** Opening Input material block **
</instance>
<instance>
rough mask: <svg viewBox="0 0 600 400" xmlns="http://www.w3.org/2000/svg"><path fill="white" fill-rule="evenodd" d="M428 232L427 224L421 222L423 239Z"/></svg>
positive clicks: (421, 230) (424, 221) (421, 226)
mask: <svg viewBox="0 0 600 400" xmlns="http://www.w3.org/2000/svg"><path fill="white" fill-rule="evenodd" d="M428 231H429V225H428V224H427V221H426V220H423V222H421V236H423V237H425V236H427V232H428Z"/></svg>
** Closing Input material block **
Render every line of the entries above as a numbered list, leaving out any blank lines.

1. </instance>
2. <instance>
3. rough mask: <svg viewBox="0 0 600 400" xmlns="http://www.w3.org/2000/svg"><path fill="white" fill-rule="evenodd" d="M428 232L427 224L421 222L423 239Z"/></svg>
4. positive clicks: (421, 230) (424, 221) (421, 226)
5. mask: <svg viewBox="0 0 600 400" xmlns="http://www.w3.org/2000/svg"><path fill="white" fill-rule="evenodd" d="M428 231H429V225H428V224H427V221H426V220H423V222H421V236H423V237H425V236H427V232H428Z"/></svg>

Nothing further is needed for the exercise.